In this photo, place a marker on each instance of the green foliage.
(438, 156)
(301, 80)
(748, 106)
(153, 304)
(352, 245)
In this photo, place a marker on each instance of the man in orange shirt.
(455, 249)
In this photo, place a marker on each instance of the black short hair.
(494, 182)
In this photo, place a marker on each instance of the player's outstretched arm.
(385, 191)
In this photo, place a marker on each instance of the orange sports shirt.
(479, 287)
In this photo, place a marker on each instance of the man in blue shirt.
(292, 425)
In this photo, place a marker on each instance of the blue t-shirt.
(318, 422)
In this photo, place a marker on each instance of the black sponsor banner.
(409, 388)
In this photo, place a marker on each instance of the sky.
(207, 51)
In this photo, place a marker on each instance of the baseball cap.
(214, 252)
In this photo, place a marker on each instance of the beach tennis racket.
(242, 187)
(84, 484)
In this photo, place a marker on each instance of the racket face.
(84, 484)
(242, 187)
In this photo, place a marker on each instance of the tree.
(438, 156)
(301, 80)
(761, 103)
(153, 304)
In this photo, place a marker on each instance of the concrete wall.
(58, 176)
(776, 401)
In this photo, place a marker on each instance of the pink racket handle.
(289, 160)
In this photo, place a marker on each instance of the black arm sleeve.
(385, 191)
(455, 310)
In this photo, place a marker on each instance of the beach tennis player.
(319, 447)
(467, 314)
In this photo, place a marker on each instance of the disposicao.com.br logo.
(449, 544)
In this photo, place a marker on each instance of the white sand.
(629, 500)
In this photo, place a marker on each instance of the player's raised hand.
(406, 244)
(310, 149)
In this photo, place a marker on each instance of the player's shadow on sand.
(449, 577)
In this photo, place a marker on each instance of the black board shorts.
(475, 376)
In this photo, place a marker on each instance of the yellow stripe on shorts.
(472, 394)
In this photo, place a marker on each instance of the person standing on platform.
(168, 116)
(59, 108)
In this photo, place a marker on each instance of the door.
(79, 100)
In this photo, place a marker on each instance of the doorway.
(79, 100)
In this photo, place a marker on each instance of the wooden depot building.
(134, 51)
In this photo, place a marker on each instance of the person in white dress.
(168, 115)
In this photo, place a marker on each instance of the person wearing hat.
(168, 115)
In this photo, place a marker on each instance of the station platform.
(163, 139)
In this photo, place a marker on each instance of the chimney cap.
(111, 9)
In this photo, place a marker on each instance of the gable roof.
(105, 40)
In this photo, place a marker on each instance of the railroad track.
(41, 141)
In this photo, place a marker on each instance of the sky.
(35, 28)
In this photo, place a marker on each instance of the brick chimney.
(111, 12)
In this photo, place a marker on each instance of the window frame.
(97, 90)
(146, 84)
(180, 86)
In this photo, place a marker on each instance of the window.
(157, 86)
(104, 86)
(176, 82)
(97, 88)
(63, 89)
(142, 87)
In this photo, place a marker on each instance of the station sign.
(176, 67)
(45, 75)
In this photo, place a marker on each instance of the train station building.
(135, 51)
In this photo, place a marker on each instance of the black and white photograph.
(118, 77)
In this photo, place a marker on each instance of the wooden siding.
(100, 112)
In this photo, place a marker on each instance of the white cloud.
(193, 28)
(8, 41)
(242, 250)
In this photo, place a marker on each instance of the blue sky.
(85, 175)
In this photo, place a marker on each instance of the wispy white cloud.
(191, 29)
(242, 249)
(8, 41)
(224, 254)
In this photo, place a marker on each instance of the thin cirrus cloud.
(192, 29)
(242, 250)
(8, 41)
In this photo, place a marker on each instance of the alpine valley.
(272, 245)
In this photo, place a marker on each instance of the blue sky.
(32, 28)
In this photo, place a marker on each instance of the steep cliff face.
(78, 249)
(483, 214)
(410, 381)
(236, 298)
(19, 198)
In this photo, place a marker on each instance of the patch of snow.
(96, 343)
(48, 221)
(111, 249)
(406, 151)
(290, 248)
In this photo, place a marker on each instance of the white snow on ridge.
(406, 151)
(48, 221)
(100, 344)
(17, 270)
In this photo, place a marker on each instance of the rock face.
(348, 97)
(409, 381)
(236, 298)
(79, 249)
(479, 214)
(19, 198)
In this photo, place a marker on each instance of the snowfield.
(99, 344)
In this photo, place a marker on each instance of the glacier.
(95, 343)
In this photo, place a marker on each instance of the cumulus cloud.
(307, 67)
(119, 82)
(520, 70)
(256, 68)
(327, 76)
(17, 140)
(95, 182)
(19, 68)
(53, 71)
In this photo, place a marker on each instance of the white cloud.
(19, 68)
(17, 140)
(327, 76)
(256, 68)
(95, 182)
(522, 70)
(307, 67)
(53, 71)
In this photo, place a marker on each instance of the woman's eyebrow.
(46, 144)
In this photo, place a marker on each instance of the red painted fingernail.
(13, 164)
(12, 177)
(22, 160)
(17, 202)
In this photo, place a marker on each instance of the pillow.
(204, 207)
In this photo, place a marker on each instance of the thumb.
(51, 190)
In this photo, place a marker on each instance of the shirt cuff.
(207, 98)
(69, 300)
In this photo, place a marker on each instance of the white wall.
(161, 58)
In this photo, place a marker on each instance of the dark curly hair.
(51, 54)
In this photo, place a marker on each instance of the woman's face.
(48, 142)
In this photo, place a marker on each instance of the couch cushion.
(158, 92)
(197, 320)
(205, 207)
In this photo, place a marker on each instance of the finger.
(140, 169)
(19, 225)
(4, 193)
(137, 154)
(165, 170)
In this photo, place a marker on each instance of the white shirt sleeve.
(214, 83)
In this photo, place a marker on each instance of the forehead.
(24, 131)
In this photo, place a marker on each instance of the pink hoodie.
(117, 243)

....

= Exercise prompt =
Reproduce all of the listing, exactly as given.

= Completed exercise =
In this photo, place a marker on each instance of the green foliage.
(438, 156)
(301, 80)
(748, 106)
(153, 304)
(352, 245)
In this photo, place a marker on each instance of the man in orange shirt.
(455, 249)
In this photo, place a marker on each instance of the black short hair.
(494, 182)
In this photo, place a marker on each instance of the player's outstretched arm.
(385, 191)
In this photo, place a marker on each instance of the orange sports shirt.
(479, 287)
In this photo, place a marker on each instance of the man in blue shirt.
(292, 425)
In this photo, place a marker on each instance of the blue t-shirt.
(318, 422)
In this photo, place a marker on each instance of the black sponsor banner.
(409, 388)
In this photo, place a marker on each instance of the sky.
(207, 51)
In this photo, place a marker on each instance of the baseball cap.
(214, 252)
In this photo, place a marker on each instance of the beach tennis racket.
(242, 187)
(84, 484)
In this photo, place a marker on each instance of the racket face.
(84, 484)
(242, 187)
In this photo, place a marker on each instance of the tree.
(438, 156)
(301, 80)
(761, 103)
(153, 304)
In this photo, place a marker on each instance of the concrete wall.
(58, 176)
(776, 401)
In this photo, place a marker on each instance of the pink racket handle.
(289, 160)
In this photo, place a marker on each instance of the black arm sleeve.
(385, 191)
(455, 310)
In this photo, place a marker on each instance of the beach tennis player.
(319, 447)
(467, 314)
In this photo, place a marker on each instance of the disposicao.com.br logo.
(449, 544)
In this photo, place a marker on each instance of the white sand.
(629, 500)
In this photo, place a marker on each instance of the player's raised hand.
(406, 244)
(310, 149)
In this photo, place a marker on each instance of the player's shadow on sand.
(449, 577)
In this photo, place a marker on each instance of the black board shorts.
(475, 376)
In this photo, place a marker on each instance of the yellow stripe on shorts.
(472, 394)
In this photo, place a marker on each instance of the person standing on platform.
(168, 116)
(59, 108)
In this photo, place a marker on each instance of the door.
(79, 100)
In this photo, place a marker on each instance of the doorway.
(79, 100)
In this photo, place a marker on each instance of the wooden depot building.
(134, 51)
In this photo, place a marker on each instance of the person in white dress.
(168, 115)
In this photo, place a marker on each instance of the person wearing hat.
(168, 115)
In this photo, place a marker on each instance of the station platform.
(163, 139)
In this photo, place a marker on each instance of the chimney cap.
(111, 9)
In this photo, place a marker on each instance of the gable roof.
(105, 40)
In this photo, place a marker on each instance of the railroad track.
(41, 141)
In this photo, place a marker on each instance of the sky.
(35, 28)
In this photo, place a marker on each instance of the brick chimney.
(111, 12)
In this photo, place a marker on each instance of the window frame.
(97, 90)
(146, 84)
(180, 86)
In this photo, place a marker on each instance of the window.
(157, 86)
(104, 86)
(176, 82)
(97, 88)
(63, 89)
(142, 87)
In this photo, place a marker on each instance of the station sign.
(176, 67)
(45, 75)
In this photo, place a marker on each instance of the train station building.
(135, 51)
In this photo, place a marker on each instance of the black and white photograph.
(118, 77)
In this photo, place a marker on each instance of the wooden siding.
(100, 112)
In this photo, place a marker on each instance of the white cloud.
(193, 28)
(8, 41)
(242, 250)
In this photo, place a marker on each instance of the blue sky.
(85, 175)
In this photo, place a marker on each instance of the wispy white cloud.
(191, 29)
(242, 249)
(8, 41)
(224, 254)
In this photo, place a marker on each instance of the thin cirrus cloud.
(192, 29)
(242, 250)
(8, 41)
In this photo, place a marker on each instance of the alpine valley.
(272, 245)
In this photo, place a marker on each instance of the blue sky.
(32, 28)
In this photo, place a marker on each instance of the steep cliff face.
(78, 249)
(483, 214)
(410, 381)
(236, 298)
(19, 198)
In this photo, place a marker on each instance of the patch of snow.
(96, 343)
(48, 221)
(111, 249)
(406, 151)
(290, 248)
In this photo, place a marker on each instance of the white snow on ridge.
(406, 151)
(48, 221)
(100, 344)
(17, 270)
In this photo, place a marker on each instance of the rock face.
(348, 97)
(409, 381)
(236, 298)
(79, 249)
(479, 214)
(19, 198)
In this photo, place a marker on each instance of the snowfield.
(99, 344)
In this photo, place a marker on each instance of the glacier.
(95, 343)
In this photo, place a marker on each instance of the cumulus cloud.
(307, 67)
(119, 82)
(520, 70)
(256, 68)
(327, 76)
(17, 140)
(95, 182)
(19, 68)
(53, 71)
In this photo, place a marker on each instance of the white cloud.
(19, 68)
(17, 140)
(327, 76)
(256, 68)
(95, 182)
(522, 70)
(307, 67)
(53, 71)
In this photo, place a marker on each instance of the woman's eyebrow.
(46, 144)
In this photo, place a marker on each instance of the red painted fingernail.
(13, 164)
(12, 177)
(22, 160)
(17, 202)
In this photo, place a marker on each instance of the pillow.
(204, 207)
In this photo, place a marker on each instance of the thumb.
(51, 190)
In this photo, place a marker on each instance of the shirt cuff.
(207, 98)
(69, 300)
In this photo, place a marker on each instance of the white wall.
(161, 58)
In this photo, place a marker on each instance of the dark curly hair.
(51, 54)
In this photo, place a marker on each instance of the woman's face.
(48, 142)
In this photo, place a marker on each instance of the couch cushion.
(158, 92)
(197, 320)
(205, 207)
In this photo, place a marker on each instance of the finger.
(140, 169)
(19, 225)
(4, 193)
(137, 154)
(165, 170)
In this photo, place a marker on each instance of the white shirt sleeve.
(214, 83)
In this photo, place a marker on each instance of the forehead.
(24, 131)
In this photo, place a marker on each instance of the pink hoodie.
(117, 243)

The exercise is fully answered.